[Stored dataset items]
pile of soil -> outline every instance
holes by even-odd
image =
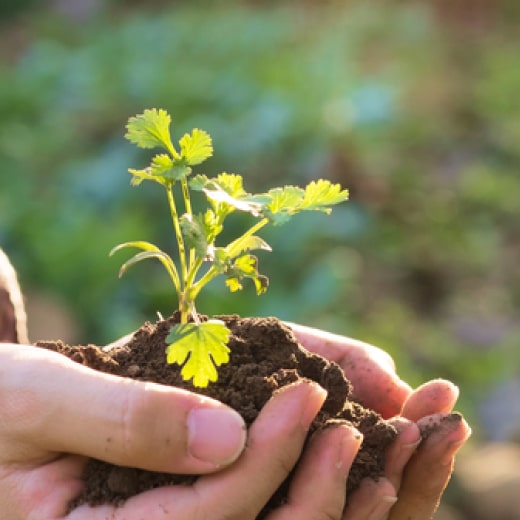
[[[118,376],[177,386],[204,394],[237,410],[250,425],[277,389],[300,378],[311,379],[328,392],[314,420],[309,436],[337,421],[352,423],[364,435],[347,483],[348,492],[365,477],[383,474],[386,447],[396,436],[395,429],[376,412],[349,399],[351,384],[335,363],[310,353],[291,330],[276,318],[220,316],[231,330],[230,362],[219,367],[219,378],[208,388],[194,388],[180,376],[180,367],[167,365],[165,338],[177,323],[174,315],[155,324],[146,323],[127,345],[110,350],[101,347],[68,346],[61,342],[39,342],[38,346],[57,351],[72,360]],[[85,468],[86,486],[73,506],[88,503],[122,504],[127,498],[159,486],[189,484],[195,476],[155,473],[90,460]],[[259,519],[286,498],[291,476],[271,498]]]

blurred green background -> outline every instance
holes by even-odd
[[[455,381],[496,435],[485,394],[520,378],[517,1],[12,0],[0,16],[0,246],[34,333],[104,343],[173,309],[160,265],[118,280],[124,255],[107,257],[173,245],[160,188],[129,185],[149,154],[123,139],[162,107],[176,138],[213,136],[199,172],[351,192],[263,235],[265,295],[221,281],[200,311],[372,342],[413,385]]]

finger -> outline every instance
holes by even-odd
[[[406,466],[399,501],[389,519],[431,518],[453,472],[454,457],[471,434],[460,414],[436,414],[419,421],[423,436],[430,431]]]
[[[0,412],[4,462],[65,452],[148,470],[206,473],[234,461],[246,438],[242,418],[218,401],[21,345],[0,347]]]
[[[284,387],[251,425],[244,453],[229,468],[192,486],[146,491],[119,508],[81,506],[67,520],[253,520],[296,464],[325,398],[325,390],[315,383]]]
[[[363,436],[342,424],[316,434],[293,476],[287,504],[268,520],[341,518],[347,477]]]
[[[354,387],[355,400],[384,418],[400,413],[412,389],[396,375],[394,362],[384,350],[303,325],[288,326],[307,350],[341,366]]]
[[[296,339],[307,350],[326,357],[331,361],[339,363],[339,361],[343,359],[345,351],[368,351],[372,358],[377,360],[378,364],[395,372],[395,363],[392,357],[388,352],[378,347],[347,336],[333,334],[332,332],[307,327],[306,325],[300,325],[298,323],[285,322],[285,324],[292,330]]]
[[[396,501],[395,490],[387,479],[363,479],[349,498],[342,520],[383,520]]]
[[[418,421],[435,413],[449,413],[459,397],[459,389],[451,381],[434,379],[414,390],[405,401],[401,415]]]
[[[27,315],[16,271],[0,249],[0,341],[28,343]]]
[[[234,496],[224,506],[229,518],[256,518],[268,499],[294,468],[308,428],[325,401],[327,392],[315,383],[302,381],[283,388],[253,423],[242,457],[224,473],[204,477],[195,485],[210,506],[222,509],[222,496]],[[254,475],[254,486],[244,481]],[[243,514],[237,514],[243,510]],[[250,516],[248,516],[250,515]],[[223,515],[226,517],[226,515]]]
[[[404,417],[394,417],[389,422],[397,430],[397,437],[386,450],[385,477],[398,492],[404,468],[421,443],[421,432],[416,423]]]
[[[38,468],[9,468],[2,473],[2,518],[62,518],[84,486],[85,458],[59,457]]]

==

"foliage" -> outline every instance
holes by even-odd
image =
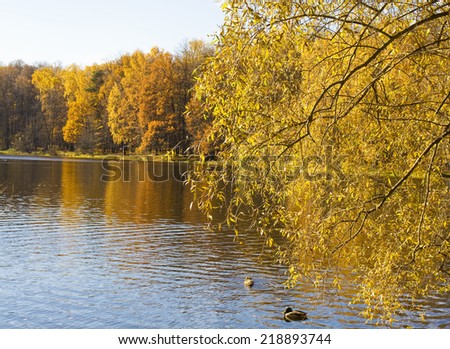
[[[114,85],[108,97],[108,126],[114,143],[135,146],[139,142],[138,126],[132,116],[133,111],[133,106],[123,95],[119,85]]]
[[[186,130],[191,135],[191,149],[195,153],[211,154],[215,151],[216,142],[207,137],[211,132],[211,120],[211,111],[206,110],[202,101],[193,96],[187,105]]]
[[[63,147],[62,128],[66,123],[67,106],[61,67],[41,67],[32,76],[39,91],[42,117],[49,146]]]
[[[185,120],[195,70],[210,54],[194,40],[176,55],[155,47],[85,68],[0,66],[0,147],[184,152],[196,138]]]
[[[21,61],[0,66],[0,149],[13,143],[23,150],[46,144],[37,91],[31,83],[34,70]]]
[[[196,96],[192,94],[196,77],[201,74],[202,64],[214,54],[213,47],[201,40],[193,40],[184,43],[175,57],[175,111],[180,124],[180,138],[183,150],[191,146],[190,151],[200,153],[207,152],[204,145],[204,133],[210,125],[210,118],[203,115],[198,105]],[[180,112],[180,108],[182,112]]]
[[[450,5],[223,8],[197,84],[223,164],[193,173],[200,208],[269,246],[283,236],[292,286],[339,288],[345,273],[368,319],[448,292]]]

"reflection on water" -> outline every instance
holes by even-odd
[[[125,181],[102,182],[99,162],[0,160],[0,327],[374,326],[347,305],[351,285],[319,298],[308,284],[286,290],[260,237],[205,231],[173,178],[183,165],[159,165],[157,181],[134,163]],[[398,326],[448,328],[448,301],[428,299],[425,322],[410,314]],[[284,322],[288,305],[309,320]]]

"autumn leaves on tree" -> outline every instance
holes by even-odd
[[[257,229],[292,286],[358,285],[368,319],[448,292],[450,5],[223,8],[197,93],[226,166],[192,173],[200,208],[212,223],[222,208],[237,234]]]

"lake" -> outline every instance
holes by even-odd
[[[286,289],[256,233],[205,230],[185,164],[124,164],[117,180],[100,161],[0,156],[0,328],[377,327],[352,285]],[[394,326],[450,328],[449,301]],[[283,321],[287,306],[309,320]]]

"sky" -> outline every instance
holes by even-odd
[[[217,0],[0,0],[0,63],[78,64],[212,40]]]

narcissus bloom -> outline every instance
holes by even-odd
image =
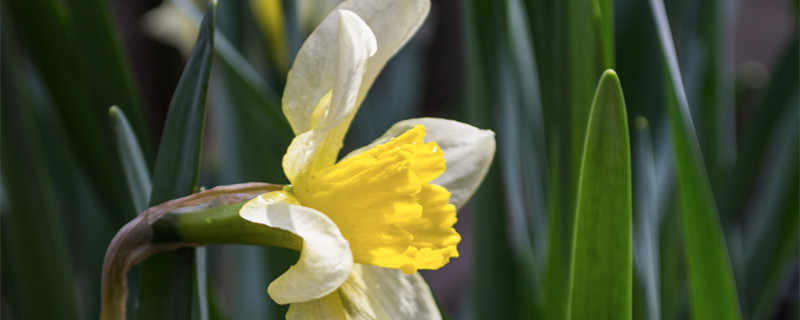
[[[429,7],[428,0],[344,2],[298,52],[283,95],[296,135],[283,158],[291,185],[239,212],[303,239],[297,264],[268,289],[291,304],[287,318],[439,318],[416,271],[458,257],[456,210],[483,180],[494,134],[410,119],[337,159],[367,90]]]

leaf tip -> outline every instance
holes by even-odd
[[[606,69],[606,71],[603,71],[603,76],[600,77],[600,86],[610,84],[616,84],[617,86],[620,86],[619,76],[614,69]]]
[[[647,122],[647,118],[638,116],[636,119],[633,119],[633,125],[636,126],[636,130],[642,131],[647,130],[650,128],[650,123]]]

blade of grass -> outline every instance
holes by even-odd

- _YOUR INSTRUCTIONS_: Using the data above, return the lines from the one holding "pile of soil -> outline every instance" through the one holding "blurred green background" exactly, but not the pictures.

- _RESPONSE BELOW_:
pile of soil -> outline every instance
holes by even-odd
image =
[[[118,376],[177,386],[204,394],[237,410],[250,425],[277,389],[300,378],[311,379],[328,392],[314,420],[309,436],[337,421],[352,423],[364,435],[347,483],[348,492],[365,477],[383,474],[386,447],[396,436],[395,429],[376,412],[349,399],[351,384],[335,363],[310,353],[291,330],[276,318],[220,316],[231,330],[230,362],[219,367],[219,378],[208,388],[194,388],[180,376],[180,367],[167,365],[165,338],[177,323],[174,315],[155,324],[146,323],[127,345],[110,350],[101,347],[68,346],[61,342],[39,342],[38,346],[57,351],[72,360]],[[85,468],[86,486],[73,506],[88,503],[122,504],[127,498],[159,486],[189,484],[195,476],[155,473],[90,460]],[[259,519],[286,498],[291,476],[271,498]]]

blurred green background -> outline every instance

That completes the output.